> [To be done]
1 – In the news article about Brantley's accusation, what is the name of his weekly talk show?
2 – From the news article about Brantley's accusation, extract the passage starting with "BASSETERRE, St. Kitts" and going on through "upcoming Federal Elections.".
3 – Extend the news article about Brantley's accusation against the NRP, picking up after its last sentence.

── Text passage ──

Brantley accuses NRP of running $2500 election gimmick

Hon. Mark Brantley (L) and Hon. Joseph Parry
By: Stanford Conway, SKNVibes.com
    Accuses NRP of hiring Jamaican national to woo voters

    BASSETERRE, St. Kitts – DEPUTY LEADER of the Concerned Citizens Movement (CCM), Hon. Mark Brantley has accused the Nevis Reformation Party (NRP) of offering Nevisians $2 500 each in an effort to gain their support in the upcoming Federal Elections.

    “I came on this show and I said to people that you can go to TDC, get an estimate for twenty-five hundred dollars building materials and take it to either Patrice Nisbett or his manager Wilkin and you will get a voucher or something to get the money.”

    Brantley made this statement, among others, last Wednesday (Nov. 19) on his weekly talk show programme – ‘On the Mark’. 

    Brantley claimed it was said that after CCM’s supporters were aware of the offering, they made their way to TDC but most of them went home empty-handed.

    “They say that how CCM people full up the line and the fellows dropped the programme and say ‘lawd they stop the programme’,” Brantley explained.

───
── Entries shown ──

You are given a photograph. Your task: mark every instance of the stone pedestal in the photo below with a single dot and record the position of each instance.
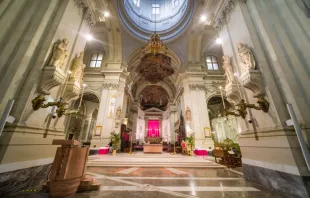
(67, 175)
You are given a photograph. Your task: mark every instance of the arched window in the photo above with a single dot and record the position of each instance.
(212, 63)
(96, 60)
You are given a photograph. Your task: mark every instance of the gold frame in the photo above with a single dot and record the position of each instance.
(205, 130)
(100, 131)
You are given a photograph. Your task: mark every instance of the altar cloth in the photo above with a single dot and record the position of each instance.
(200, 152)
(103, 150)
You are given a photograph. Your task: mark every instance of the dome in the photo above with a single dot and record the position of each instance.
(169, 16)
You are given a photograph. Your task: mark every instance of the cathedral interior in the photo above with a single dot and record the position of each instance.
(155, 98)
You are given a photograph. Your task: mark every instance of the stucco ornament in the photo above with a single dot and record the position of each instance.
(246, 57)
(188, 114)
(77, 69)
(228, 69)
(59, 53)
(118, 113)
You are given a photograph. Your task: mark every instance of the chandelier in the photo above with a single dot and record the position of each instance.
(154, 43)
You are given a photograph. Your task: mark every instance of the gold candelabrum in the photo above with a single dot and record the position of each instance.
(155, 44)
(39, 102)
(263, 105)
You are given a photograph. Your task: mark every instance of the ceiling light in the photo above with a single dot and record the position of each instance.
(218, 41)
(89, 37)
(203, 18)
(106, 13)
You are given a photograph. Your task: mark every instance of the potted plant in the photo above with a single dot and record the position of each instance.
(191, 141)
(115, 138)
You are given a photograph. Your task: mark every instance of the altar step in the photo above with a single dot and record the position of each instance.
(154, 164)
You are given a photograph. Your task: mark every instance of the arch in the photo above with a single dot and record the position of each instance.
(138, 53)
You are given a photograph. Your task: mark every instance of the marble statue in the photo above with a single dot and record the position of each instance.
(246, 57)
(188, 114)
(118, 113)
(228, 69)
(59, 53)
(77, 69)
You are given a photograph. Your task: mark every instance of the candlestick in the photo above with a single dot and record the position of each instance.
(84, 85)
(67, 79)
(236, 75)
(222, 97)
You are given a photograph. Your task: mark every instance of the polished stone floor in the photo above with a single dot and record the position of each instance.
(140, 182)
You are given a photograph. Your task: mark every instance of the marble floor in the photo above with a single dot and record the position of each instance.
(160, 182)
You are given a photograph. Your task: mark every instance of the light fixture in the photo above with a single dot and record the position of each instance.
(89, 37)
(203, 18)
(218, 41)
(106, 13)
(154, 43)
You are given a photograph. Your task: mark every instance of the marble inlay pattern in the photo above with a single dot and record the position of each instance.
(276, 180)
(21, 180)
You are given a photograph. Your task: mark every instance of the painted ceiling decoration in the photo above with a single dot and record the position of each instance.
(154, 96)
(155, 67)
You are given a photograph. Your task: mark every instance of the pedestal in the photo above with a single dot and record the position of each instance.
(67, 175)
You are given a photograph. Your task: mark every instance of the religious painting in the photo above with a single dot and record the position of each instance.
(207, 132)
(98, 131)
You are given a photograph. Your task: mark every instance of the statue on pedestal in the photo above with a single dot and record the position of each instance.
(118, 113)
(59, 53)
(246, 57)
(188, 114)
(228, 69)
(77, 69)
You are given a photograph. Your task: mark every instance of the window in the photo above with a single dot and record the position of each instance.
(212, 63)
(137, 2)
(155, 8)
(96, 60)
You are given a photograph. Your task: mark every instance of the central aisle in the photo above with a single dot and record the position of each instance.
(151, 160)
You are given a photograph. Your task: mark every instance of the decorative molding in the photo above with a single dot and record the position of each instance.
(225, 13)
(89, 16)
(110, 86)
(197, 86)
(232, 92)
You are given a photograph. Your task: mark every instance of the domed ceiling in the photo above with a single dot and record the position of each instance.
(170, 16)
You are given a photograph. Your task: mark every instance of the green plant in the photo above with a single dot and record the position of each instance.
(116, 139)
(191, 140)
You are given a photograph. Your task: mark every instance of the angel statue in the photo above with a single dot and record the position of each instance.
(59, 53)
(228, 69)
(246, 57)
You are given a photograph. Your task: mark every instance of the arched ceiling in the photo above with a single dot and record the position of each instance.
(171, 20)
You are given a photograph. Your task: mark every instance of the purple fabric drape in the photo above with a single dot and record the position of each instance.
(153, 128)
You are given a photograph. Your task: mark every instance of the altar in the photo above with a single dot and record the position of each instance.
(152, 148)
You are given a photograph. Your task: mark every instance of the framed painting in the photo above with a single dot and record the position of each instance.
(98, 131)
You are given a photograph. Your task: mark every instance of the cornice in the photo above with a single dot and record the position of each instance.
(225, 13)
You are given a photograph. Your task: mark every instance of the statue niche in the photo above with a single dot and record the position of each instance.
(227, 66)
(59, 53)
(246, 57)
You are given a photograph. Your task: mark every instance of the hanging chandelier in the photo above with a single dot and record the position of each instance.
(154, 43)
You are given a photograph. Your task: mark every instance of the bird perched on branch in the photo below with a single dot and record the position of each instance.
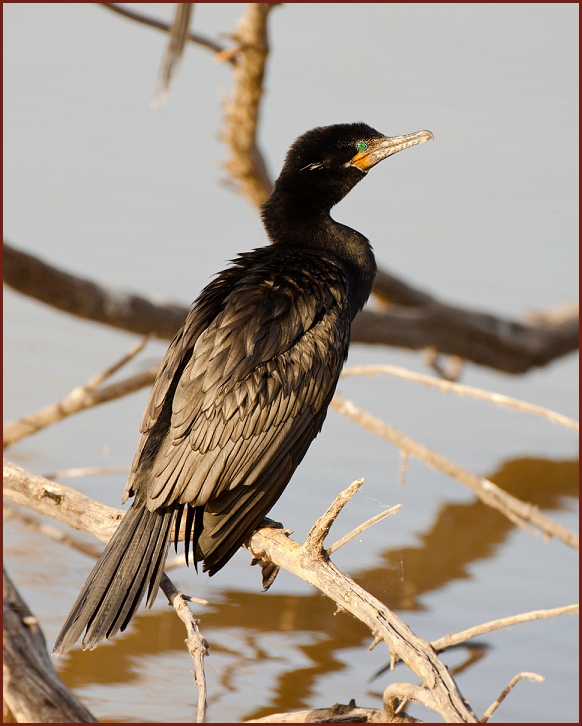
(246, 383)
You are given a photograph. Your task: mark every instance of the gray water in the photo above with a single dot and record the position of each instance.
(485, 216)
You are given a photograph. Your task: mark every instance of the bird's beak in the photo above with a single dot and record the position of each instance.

───

> [Task-by-task results]
1 – 'On the Mark'

2 –
BASSETERRE, St. Kitts – DEPUTY LEADER of the Concerned Citizens Movement (CCM), Hon. Mark Brantley has accused the Nevis Reformation Party (NRP) of offering Nevisians $2 500 each in an effort to gain their support in the upcoming Federal Elections.

3 –
    The CCM’s Deputy Leader, who is also one of the Deputy Leaders of the tri-party coalition - Team Unity, opined that the NRP had claimed the initiative was designed to benefit Nevisians but he saw it as a ploy to buy their votes.

    “It is just interesting…you have a programme you say to benefit Nevis people, but really and truly it is not to benefit Nevisians, it is to benefit the people you are trying to influence in the sense of saying that you want to buy their vote. And so I hope who took five and six shares could give their neighbours some.”

    Troy Liburd, who co-hosted the talk show, also had his say on the alleged programme.

    “The funny thing is with this two thousand five hundred dollars thing, you spoke about it the week before last Wednesday and by the Thursday they shut it down at TDC. And then I understand that they moved it down to Horsford, but people found out it was at Horsford and everybody started going; all the CCM supporters started going. They shut it down like TDC the next day,” Liburd said.

    Brantley also accused the NRP of enlisting the services of a Jamaican national to solicit votes for the party.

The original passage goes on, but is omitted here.